**Action demandée 1:** Résumez en deux phrases l'extrait du document sur les femmes qui accouchent à Paris sans suivi médical.
**Action demandée 2:** D'après l'extrait du document, combien de femmes enceintes dorment dans la rue chaque nuit ?
== Extrait du document ==
C’est un chiffre malheureusement constant. Depuis une dizaine d’années, le nombre de femmes qui débarquent dans les hôpitaux parisiens pour accoucher, sans avoir eu le moindre suivi obstétrical, reste le même - aux alentours de 1500 par an. L’Association pour le Développement de la Santé des Femmes (ADSF), qui a mené une enquête, tire la sonnette d’alarme. Toutes les nuits, 80 à 100 femmes enceintes couchent dans la rue. 15% des femmes enceintes ont un logement instable.
De nombreuses femmes Roms
Ces femmes vivent pour la plupart dans une situation très précaire. Le rapport de l’association énumère ces profils : « des migrantes concentrées dans des zones de bidonvilles en banlieue Est de Paris (93 et 94), pour l’immense majorité des femmes Roms ; des femmes logées dans des hôtels sociaux, notamment d’origine africaine ; mais aussi des femmes vivant dans des squats ou des habitations précaires. Parmi elles, certaines sont toxicomanes et « se traitent » avec les drogues. D’autres sont des Françaises démunies, SDF, dont la moitié auraient besoin de soins psychiatriques.
===
== Données fournies ==
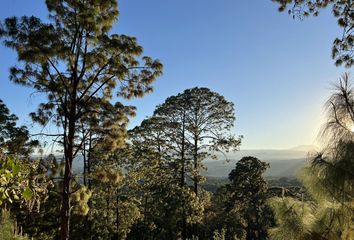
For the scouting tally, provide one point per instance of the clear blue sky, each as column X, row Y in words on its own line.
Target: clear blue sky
column 276, row 70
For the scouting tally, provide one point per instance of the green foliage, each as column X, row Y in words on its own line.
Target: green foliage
column 13, row 139
column 20, row 183
column 79, row 64
column 328, row 179
column 8, row 228
column 342, row 50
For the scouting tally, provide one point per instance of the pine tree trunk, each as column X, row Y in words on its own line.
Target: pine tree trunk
column 69, row 157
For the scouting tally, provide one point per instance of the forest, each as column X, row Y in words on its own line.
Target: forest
column 147, row 182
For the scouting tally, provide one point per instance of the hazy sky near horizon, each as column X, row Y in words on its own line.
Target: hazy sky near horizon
column 278, row 71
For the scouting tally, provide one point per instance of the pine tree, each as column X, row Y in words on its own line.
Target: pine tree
column 77, row 63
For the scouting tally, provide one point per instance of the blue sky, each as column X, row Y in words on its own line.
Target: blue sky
column 275, row 69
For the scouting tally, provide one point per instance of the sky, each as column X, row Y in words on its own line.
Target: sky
column 276, row 70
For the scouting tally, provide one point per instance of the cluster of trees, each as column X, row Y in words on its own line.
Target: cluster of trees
column 146, row 183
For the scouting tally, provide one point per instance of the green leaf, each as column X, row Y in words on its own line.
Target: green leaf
column 27, row 193
column 16, row 169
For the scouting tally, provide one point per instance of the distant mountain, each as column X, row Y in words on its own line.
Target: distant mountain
column 283, row 163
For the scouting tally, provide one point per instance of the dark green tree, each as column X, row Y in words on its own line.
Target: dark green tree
column 14, row 140
column 76, row 62
column 328, row 179
column 342, row 50
column 248, row 190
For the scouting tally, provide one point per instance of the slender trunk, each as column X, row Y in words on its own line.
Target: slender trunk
column 89, row 156
column 196, row 165
column 184, row 220
column 69, row 157
column 196, row 178
column 65, row 205
column 117, row 214
column 84, row 156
===
**Résultat attendu 1:** Depuis une dizaine d'années, environ 1500 femmes par an arrivent dans les hôpitaux parisiens pour accoucher sans avoir eu aucun suivi obstétrical, et l'ADSF tire la sonnette d'alarme. La plupart vivent dans une grande précarité : migrantes des bidonvilles de l'Est parisien, pour la plupart des femmes Roms, femmes logées dans des hôtels sociaux, dans des squats ou des habitations précaires, et Françaises démunies sans domicile.

**Résultat attendu 2:** Entre 80 et 100 femmes enceintes.